(Collected data entries)

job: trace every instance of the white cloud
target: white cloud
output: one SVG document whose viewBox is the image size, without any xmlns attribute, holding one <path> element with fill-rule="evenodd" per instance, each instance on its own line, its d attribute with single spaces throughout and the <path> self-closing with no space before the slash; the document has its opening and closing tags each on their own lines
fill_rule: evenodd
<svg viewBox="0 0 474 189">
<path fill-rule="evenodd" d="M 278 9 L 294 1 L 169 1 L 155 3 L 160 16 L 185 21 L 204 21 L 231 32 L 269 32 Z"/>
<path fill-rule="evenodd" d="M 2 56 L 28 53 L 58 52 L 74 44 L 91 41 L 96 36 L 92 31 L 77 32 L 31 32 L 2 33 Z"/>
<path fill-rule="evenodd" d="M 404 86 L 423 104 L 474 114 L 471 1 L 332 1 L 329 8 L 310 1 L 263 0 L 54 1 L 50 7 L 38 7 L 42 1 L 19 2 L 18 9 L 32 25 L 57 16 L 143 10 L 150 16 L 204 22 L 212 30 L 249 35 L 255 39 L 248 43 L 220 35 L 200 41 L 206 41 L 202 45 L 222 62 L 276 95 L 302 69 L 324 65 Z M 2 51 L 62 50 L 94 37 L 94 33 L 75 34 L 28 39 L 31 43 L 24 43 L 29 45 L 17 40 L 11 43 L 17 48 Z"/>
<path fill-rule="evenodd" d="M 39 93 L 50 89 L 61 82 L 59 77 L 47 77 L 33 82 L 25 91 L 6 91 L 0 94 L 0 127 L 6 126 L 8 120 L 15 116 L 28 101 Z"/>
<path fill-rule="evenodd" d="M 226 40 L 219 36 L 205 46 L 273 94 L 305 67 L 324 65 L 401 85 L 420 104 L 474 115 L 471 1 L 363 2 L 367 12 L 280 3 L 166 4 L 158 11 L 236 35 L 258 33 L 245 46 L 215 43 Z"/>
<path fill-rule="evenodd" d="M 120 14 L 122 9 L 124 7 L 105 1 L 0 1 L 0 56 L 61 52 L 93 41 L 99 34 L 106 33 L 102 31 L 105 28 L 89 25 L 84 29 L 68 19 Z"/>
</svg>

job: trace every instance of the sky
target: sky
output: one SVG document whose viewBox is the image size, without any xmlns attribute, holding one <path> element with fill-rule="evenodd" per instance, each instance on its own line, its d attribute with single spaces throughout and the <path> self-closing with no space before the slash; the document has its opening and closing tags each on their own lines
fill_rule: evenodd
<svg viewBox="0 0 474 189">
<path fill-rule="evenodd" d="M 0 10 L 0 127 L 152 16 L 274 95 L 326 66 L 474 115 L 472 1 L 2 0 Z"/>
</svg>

## WHAT TO DO
Each entry above should be repeated exactly, with no line left out.

## RESULT BELOW
job: trace every instance of the white cloud
target: white cloud
output: one SVG document whose viewBox is the image size, without any xmlns attribute, holding one <path> element with fill-rule="evenodd" per instance, each instance on its own line, its d attribute with single spaces throughout and the <path> self-closing with no space before the slash; the document has its opening and closing tags each on their own lines
fill_rule: evenodd
<svg viewBox="0 0 474 189">
<path fill-rule="evenodd" d="M 278 9 L 294 1 L 169 1 L 155 3 L 160 16 L 185 21 L 204 21 L 231 32 L 269 32 Z"/>
<path fill-rule="evenodd" d="M 2 56 L 28 53 L 58 52 L 74 44 L 91 41 L 96 36 L 92 31 L 77 32 L 31 32 L 2 33 Z"/>
<path fill-rule="evenodd" d="M 404 86 L 423 104 L 474 114 L 471 1 L 332 1 L 329 8 L 310 1 L 263 0 L 54 1 L 50 7 L 38 7 L 42 1 L 19 2 L 18 9 L 32 25 L 57 16 L 143 10 L 150 16 L 204 22 L 212 30 L 249 35 L 255 39 L 248 43 L 220 35 L 200 41 L 206 41 L 202 45 L 222 62 L 276 95 L 302 69 L 324 65 Z M 2 51 L 62 50 L 94 37 L 94 33 L 75 34 L 28 39 L 31 43 L 24 43 L 29 45 L 17 40 L 11 43 L 17 48 Z"/>
<path fill-rule="evenodd" d="M 39 93 L 50 89 L 61 82 L 59 77 L 47 77 L 33 82 L 25 91 L 6 91 L 0 94 L 0 127 L 6 126 L 8 120 L 15 116 L 28 101 Z"/>
<path fill-rule="evenodd" d="M 226 40 L 219 36 L 205 46 L 273 94 L 305 67 L 324 65 L 401 85 L 420 104 L 474 115 L 471 1 L 363 2 L 367 12 L 280 3 L 166 4 L 158 11 L 236 35 L 258 33 L 245 46 L 215 43 Z"/>
<path fill-rule="evenodd" d="M 120 14 L 122 9 L 124 7 L 105 1 L 0 1 L 0 56 L 61 52 L 93 41 L 99 34 L 106 33 L 102 31 L 105 28 L 89 25 L 84 29 L 68 19 Z"/>
</svg>

job: trace every instance of the sky
target: sky
output: one SVG document whose viewBox is the image size, without any xmlns attribute, holding one <path> element with fill-rule="evenodd" per instance, each instance on its own line, its d attribute with single spaces throughout and the <path> self-closing with no space before the slash; the document has its opening and closing tags each on their own lines
fill_rule: evenodd
<svg viewBox="0 0 474 189">
<path fill-rule="evenodd" d="M 0 10 L 0 127 L 152 16 L 274 95 L 326 66 L 474 115 L 472 1 L 2 0 Z"/>
</svg>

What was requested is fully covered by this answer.